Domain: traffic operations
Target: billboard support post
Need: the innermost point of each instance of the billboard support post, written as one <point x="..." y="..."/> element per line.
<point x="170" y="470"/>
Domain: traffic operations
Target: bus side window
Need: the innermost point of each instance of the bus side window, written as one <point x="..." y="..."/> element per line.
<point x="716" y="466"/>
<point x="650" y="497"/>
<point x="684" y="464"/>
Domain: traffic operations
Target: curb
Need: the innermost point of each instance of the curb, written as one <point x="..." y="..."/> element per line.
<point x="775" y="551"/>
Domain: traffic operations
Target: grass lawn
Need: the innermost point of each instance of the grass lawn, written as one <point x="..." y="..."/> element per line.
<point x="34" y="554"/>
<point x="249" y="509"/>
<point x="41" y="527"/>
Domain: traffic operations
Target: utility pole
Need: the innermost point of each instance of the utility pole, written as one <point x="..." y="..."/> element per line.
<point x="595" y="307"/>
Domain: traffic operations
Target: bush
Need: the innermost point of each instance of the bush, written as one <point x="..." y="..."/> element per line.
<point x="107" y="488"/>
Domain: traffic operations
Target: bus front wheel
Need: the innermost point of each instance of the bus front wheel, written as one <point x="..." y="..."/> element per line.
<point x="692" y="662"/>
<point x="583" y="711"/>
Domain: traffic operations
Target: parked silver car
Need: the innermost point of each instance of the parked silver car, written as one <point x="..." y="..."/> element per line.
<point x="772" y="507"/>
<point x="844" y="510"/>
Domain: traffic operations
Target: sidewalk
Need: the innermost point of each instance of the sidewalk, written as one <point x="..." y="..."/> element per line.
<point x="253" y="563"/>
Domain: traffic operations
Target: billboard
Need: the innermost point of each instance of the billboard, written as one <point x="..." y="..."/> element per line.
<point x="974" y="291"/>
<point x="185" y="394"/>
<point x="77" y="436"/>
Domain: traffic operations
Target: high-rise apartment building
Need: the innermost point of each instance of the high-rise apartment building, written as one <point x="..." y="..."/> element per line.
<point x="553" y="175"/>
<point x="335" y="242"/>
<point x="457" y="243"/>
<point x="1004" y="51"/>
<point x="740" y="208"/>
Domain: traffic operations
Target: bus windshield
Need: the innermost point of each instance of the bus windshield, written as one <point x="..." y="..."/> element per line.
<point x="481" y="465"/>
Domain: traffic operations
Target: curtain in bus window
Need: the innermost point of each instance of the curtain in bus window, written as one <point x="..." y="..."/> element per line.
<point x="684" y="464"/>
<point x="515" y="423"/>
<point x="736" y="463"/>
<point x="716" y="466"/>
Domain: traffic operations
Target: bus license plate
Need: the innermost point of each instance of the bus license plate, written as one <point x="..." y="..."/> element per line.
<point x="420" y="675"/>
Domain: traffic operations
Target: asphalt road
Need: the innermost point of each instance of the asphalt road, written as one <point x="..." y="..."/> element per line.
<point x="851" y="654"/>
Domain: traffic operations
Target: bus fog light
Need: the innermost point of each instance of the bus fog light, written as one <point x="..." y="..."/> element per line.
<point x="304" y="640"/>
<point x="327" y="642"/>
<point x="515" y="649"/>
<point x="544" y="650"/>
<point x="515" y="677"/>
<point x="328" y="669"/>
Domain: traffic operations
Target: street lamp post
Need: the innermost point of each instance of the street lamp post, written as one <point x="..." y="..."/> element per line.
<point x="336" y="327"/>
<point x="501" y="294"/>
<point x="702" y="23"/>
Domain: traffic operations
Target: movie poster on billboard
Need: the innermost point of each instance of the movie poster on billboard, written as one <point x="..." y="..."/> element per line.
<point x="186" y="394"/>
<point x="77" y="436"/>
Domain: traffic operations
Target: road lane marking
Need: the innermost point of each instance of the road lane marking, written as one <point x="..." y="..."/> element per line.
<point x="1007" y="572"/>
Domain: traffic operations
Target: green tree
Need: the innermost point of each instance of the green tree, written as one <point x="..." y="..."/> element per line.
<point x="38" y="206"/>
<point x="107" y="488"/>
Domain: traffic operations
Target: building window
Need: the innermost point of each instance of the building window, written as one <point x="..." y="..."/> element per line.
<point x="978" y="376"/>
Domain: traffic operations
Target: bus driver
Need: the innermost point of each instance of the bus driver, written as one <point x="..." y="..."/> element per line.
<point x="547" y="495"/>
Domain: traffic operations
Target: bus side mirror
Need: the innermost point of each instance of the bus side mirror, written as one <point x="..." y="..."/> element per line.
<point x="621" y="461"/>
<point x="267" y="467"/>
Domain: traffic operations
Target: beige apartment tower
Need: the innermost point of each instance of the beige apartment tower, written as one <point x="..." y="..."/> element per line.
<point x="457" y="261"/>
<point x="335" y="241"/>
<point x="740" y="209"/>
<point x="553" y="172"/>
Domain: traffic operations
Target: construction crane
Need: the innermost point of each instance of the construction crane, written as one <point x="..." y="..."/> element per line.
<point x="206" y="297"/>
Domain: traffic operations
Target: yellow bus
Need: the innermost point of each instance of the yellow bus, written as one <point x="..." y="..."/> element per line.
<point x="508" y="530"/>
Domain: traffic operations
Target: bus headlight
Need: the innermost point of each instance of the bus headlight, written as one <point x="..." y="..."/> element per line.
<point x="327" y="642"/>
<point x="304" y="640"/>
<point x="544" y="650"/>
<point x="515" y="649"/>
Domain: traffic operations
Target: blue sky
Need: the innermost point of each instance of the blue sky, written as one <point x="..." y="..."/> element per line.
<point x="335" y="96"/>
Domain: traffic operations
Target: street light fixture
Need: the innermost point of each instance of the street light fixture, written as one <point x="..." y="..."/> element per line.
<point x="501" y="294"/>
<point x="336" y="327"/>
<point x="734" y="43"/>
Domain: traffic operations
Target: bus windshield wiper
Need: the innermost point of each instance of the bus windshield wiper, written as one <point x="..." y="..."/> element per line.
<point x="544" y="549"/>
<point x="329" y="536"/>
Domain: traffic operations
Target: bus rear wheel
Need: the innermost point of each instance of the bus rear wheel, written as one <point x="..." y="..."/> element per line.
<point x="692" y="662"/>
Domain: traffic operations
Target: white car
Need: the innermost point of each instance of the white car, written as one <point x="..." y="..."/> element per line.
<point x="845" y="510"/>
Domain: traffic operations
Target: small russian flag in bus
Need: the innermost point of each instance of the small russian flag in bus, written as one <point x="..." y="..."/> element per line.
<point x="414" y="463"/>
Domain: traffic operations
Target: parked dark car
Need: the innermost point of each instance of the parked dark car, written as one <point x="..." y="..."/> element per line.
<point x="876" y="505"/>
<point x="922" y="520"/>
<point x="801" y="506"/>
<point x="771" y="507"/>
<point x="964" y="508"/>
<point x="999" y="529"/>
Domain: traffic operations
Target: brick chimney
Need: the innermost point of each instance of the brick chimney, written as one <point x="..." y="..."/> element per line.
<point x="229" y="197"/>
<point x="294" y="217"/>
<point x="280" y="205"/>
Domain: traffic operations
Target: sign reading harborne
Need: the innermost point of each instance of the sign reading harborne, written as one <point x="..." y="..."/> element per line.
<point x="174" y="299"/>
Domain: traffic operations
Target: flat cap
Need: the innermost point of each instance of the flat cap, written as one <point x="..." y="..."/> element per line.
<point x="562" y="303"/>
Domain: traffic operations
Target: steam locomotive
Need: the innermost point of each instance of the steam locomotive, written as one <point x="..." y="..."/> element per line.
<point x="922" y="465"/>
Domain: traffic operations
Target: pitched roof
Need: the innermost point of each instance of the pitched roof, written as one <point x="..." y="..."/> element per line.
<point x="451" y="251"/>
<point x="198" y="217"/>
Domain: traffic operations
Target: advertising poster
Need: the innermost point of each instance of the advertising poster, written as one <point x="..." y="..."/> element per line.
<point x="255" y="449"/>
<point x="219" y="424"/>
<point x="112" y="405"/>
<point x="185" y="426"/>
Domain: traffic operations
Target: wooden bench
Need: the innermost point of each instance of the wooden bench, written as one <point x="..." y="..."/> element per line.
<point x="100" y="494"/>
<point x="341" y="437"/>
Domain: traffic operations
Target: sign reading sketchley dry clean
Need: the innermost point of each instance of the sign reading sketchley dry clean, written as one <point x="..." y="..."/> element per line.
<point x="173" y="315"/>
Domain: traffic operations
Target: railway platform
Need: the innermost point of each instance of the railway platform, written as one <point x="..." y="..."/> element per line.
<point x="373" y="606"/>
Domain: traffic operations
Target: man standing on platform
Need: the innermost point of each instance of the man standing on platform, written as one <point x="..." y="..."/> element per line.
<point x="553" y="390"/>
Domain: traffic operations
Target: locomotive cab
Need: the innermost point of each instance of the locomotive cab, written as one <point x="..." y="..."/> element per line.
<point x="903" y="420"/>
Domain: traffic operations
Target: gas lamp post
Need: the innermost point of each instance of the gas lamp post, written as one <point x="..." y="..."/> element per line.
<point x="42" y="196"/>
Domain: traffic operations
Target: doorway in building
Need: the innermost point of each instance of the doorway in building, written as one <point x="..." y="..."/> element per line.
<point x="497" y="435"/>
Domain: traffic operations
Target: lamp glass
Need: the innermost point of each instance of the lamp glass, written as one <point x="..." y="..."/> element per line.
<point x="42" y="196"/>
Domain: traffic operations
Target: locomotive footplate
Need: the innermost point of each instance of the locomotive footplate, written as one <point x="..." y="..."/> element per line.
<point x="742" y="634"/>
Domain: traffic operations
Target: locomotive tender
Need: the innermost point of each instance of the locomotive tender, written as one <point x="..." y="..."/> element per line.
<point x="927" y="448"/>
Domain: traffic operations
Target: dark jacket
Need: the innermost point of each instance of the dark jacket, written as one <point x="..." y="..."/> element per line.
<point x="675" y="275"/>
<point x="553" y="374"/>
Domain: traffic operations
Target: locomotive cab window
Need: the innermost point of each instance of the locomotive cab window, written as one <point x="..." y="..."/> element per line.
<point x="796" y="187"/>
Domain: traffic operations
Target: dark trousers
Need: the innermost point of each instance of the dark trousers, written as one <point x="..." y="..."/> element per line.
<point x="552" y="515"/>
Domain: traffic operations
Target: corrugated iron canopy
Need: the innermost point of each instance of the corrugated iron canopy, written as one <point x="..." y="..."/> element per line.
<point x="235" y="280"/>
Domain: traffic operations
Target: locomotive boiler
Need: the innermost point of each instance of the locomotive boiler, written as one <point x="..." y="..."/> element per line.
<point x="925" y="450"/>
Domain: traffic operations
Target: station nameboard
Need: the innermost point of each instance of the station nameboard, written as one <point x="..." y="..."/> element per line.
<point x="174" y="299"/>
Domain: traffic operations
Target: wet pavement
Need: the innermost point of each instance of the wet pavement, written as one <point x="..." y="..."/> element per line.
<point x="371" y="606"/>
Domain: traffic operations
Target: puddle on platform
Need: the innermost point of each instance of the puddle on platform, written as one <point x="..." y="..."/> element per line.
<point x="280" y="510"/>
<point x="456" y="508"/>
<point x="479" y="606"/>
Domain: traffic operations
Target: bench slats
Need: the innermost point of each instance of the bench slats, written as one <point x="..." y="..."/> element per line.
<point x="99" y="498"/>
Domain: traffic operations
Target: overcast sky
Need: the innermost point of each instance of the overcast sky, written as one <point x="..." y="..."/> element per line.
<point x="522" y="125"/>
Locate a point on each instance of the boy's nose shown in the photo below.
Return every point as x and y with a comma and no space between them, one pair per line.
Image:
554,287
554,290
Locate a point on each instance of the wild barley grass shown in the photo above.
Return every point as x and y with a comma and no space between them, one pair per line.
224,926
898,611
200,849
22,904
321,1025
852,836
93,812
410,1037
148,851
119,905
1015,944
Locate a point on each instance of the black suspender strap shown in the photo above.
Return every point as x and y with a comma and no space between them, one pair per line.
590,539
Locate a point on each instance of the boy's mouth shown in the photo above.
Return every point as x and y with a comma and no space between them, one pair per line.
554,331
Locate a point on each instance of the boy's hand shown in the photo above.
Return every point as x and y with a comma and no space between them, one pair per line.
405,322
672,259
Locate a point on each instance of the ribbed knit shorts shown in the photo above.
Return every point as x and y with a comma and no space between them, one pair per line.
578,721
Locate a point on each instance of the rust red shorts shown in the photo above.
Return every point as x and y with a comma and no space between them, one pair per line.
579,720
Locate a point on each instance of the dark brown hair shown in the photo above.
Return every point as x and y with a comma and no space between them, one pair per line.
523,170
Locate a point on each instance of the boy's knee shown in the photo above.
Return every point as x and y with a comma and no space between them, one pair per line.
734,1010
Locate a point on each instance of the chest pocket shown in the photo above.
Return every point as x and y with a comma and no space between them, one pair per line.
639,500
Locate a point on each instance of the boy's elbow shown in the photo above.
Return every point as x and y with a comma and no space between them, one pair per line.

▸ PROBLEM DETAILS: Reproduce exactly the section above that begins at the line containing "Target: station nameboard" and ends at the line containing "Target: bench slats", leaving out all other lines.

▸ RESPONSE BELOW:
Target: station nameboard
Need: the innermost point of each instance of the station nameboard, written as one <point x="..." y="..."/> element per line.
<point x="174" y="299"/>
Domain: traffic operations
Target: wet pavement
Need: the innermost point of each instance of the wet pavement, written as one <point x="..." y="..."/> element per line.
<point x="371" y="606"/>
Domain: traffic operations
Target: puddle on platform
Need: the innermost point of each instance of the puddle on platform, written as one <point x="..." y="..."/> element per line.
<point x="280" y="510"/>
<point x="456" y="508"/>
<point x="479" y="606"/>
Domain: traffic operations
Target: bench slats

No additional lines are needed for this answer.